→ **Requirement**
Return each entry exactly, omitting nothing.

→ **Pointing dataset records**
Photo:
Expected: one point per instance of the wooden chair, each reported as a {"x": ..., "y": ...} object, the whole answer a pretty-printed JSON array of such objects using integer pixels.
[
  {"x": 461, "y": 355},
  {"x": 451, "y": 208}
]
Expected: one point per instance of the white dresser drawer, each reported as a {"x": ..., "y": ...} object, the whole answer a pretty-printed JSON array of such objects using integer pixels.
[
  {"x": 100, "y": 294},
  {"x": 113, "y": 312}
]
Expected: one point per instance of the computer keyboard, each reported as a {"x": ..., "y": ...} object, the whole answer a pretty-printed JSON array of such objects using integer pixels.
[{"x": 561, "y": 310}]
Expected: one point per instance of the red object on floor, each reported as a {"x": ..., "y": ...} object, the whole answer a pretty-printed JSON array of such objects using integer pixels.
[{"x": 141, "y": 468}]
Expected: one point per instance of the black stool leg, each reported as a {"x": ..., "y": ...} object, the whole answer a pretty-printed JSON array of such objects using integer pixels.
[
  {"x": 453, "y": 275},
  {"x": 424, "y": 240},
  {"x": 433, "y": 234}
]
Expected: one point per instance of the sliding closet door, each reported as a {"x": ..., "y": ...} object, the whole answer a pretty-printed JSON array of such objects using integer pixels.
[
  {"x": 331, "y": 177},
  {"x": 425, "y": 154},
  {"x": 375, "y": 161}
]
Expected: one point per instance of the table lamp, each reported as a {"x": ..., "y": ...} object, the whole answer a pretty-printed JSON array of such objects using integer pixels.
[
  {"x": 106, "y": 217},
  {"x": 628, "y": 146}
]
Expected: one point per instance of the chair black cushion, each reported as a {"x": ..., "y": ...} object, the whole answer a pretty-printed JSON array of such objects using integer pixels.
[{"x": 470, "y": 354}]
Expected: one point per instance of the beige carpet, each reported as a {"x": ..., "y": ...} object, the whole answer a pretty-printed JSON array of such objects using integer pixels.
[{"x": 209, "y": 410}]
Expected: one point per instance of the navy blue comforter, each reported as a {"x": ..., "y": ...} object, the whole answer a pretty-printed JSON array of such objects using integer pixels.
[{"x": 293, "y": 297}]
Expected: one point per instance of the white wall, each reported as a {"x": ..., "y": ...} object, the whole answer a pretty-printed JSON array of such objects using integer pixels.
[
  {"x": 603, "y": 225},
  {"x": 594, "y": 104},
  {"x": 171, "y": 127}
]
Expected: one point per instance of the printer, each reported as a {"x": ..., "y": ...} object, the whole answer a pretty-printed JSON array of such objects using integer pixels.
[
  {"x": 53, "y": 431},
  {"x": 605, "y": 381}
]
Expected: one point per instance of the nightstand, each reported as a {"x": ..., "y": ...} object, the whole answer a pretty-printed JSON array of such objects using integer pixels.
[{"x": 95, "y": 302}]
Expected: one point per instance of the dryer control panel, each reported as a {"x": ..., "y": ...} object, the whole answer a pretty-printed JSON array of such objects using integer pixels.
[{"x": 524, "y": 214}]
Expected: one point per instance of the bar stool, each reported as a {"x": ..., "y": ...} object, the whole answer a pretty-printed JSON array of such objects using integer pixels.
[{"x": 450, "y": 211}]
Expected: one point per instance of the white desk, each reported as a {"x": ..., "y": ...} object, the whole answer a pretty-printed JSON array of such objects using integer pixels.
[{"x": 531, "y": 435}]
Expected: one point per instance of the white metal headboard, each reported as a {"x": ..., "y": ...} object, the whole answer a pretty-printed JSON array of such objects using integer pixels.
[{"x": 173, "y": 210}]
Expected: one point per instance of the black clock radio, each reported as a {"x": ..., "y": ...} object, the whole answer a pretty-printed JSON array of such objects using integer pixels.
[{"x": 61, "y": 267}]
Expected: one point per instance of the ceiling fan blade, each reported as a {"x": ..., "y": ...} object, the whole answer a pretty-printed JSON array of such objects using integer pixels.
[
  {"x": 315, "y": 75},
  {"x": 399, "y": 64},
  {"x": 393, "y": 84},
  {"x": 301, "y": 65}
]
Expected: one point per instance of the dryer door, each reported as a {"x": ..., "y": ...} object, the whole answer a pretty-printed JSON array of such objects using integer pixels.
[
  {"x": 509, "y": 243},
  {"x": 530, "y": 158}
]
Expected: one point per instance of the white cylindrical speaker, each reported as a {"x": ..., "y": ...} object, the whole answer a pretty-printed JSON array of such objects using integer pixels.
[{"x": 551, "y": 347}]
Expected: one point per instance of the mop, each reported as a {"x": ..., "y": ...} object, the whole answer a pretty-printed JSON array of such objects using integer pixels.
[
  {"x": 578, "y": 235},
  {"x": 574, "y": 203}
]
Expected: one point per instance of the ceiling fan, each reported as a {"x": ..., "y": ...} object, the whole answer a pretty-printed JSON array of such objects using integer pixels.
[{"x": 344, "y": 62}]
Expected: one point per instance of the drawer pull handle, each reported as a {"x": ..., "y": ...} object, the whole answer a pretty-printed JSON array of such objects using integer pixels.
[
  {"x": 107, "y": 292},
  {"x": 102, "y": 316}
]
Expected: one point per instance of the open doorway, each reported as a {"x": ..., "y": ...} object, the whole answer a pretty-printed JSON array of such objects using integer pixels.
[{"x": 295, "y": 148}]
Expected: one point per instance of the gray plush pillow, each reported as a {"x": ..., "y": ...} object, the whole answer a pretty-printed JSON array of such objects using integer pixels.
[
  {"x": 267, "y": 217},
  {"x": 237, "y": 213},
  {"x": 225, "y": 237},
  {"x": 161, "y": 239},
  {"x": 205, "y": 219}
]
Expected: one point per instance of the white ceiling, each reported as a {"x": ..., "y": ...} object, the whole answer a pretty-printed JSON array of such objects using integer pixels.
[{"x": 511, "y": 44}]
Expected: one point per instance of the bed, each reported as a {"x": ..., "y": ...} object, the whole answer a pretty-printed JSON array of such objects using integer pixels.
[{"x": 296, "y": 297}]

→ **The reply**
Photo:
Expected: one point per instance of the wooden chair, each reported as a {"x": ..., "y": ...} object, the whole answer a pretty-printed JSON array of such objects using integer pixels.
[
  {"x": 461, "y": 355},
  {"x": 451, "y": 208}
]
Expected: one point per instance of the white dresser drawer, each reported as a {"x": ..., "y": ...} object, the whole answer a pretty-printed JSON array of such objects using integer pixels.
[
  {"x": 100, "y": 294},
  {"x": 113, "y": 312}
]
Expected: one point per instance of the computer keyboard, each reported as a {"x": ..., "y": ...} object, the whole answer a pretty-printed JSON array of such objects using integer pixels.
[{"x": 561, "y": 310}]
Expected: one point per instance of the red object on floor, each reported as a {"x": ..., "y": ...} object, the whole answer a pretty-printed JSON array of such objects using integer pixels.
[{"x": 141, "y": 468}]
Expected: one point per instance of the black stool leg, each reported as a {"x": ..., "y": ...} object, the whole answer a pretty-printed JSON array of such objects using integer pixels.
[
  {"x": 453, "y": 275},
  {"x": 424, "y": 240},
  {"x": 433, "y": 234}
]
Expected: one point per instance of the sliding closet door, each reported as a {"x": ..., "y": ...} object, the whole answer a pretty-printed JSON array of such objects using integer pixels.
[
  {"x": 331, "y": 177},
  {"x": 425, "y": 154},
  {"x": 375, "y": 161}
]
Expected: one point per instance of the table lamp, each reported as a {"x": ..., "y": ...} object, the whole answer a pretty-printed JSON array of such objects using integer pixels.
[
  {"x": 106, "y": 217},
  {"x": 628, "y": 146}
]
Expected: one point per instance of the chair black cushion, each reported as a {"x": ..., "y": ...} object, the whole answer a pretty-printed JSON array of such objects using integer pixels.
[{"x": 470, "y": 354}]
Expected: one point per instance of the beige carpet, each reported as a {"x": ..., "y": ...} object, the whole answer a pretty-printed JSON array of such objects using integer pixels.
[{"x": 209, "y": 410}]
Expected: one point per instance of the navy blue comforter, each reported as a {"x": ..., "y": ...} object, the whole answer a pretty-printed JSON array of such objects using integer pixels.
[{"x": 293, "y": 297}]
Expected: one point per instance of the white wall, each reported as a {"x": ..., "y": ...} object, the whole answer a pretty-printed JSON array of such objects using integer pixels.
[
  {"x": 603, "y": 225},
  {"x": 594, "y": 104},
  {"x": 171, "y": 127}
]
Expected: one point per instance of the printer, each reported as a {"x": ..., "y": ...} object, the whole answer a pretty-printed JSON array of such objects using integer pixels.
[
  {"x": 53, "y": 431},
  {"x": 605, "y": 381}
]
Expected: one point per instance of the nightstand, each reported as a {"x": ..., "y": ...} object, the whole answer a pretty-printed JSON array of such objects using integer pixels.
[{"x": 95, "y": 302}]
Expected: one point per instance of the dryer control panel, each reported as a {"x": ..., "y": ...} object, the whole answer a pretty-printed JSON array of such objects using integer pixels.
[{"x": 524, "y": 214}]
Expected: one point per instance of the bar stool, each reported as a {"x": ..., "y": ...} object, the whole answer a pretty-printed JSON array of such objects using integer pixels.
[{"x": 450, "y": 211}]
Expected: one point per instance of the white desk, each reported as a {"x": ..., "y": ...} object, the whole answer a pretty-printed JSON array of such objects using integer pixels.
[{"x": 531, "y": 435}]
Expected: one point per instance of the white metal headboard, each reported as a {"x": ..., "y": ...} object, the whole answer a pretty-printed JSON array of such objects using integer pixels.
[{"x": 173, "y": 210}]
Expected: one point per instance of the black clock radio, each reported as a {"x": ..., "y": ...} object, the whole answer a pretty-printed JSON array of such objects using integer pixels.
[{"x": 61, "y": 267}]
Expected: one point per instance of the ceiling fan blade, each reported as a {"x": ..., "y": ...} object, the whole answer a pretty-printed JSON array of such objects using integer pixels.
[
  {"x": 315, "y": 75},
  {"x": 399, "y": 64},
  {"x": 393, "y": 84},
  {"x": 301, "y": 65}
]
Expected: one point per instance of the dryer door, each reported as a {"x": ..., "y": ...} object, the whole answer a pretty-printed JSON array of such objects using integer pixels.
[
  {"x": 509, "y": 243},
  {"x": 530, "y": 158}
]
Expected: one point per instance of the white cylindrical speaker, each reported as a {"x": ..., "y": ...} object, the whole answer a pretty-printed JSON array of such objects using integer pixels.
[{"x": 551, "y": 347}]
Expected: one point per instance of the mop, each reported as a {"x": ..., "y": ...} object, the whole answer a pretty-printed JSON array of such objects using integer pixels.
[
  {"x": 578, "y": 235},
  {"x": 574, "y": 203}
]
Expected: one point per instance of the ceiling fan, each reported as a {"x": ..., "y": ...} object, the whole answer a pretty-printed JSON array of such objects using integer pixels.
[{"x": 344, "y": 62}]
Expected: one point per instance of the drawer pull handle, each reported as a {"x": ..., "y": ...} object, the whole answer a pretty-printed JSON array of such objects using integer pixels.
[
  {"x": 107, "y": 292},
  {"x": 102, "y": 316}
]
Expected: one point per instance of the open doorway, each reported as a {"x": ..., "y": ...} object, the whole answer a pretty-printed JSON array of such objects using integer pixels.
[{"x": 295, "y": 148}]
Expected: one point per instance of the gray plush pillow, each reported as a {"x": ..., "y": ...} object, the whole answer a pretty-printed JSON array of such objects using integer pixels.
[
  {"x": 267, "y": 217},
  {"x": 237, "y": 213},
  {"x": 225, "y": 237},
  {"x": 161, "y": 239},
  {"x": 205, "y": 219}
]
Expected: one point per instance of the white ceiling, each reported as a {"x": ..., "y": ...} object, the whole answer a pretty-printed JSON array of such objects using integer pixels.
[{"x": 511, "y": 44}]
Expected: one point per instance of the bed, each reported as a {"x": ..., "y": ...} object, the whole answer a pretty-printed JSON array of such objects using integer pixels.
[{"x": 296, "y": 297}]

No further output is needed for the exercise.